◆ **Problem requirements**: Extract every line of text from the rows below, copying each one character for character and leaving out the pictures.

◆ **Data supplied**:
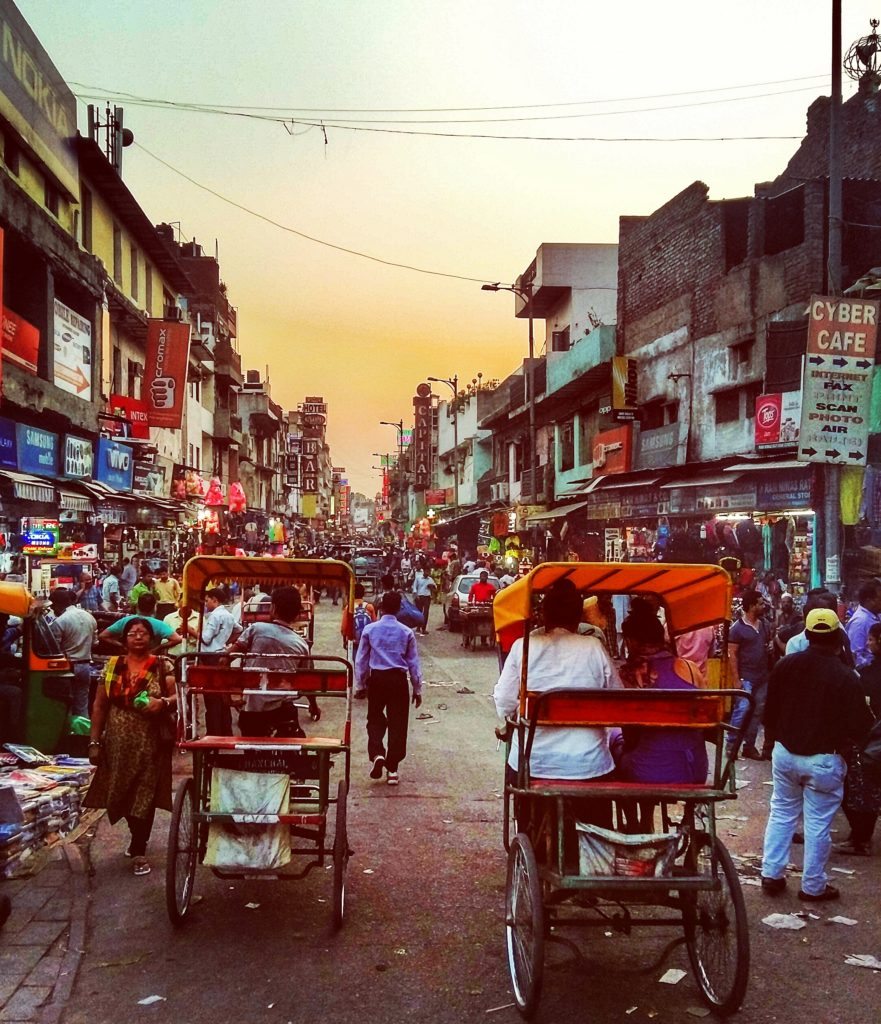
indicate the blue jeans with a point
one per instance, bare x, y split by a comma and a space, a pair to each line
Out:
808, 784
759, 692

◆ **Solution to the problem**:
indicate the blue jeans with a point
one per instance, bare x, y split by a comma and a space, a pair to each line
Out:
808, 784
759, 692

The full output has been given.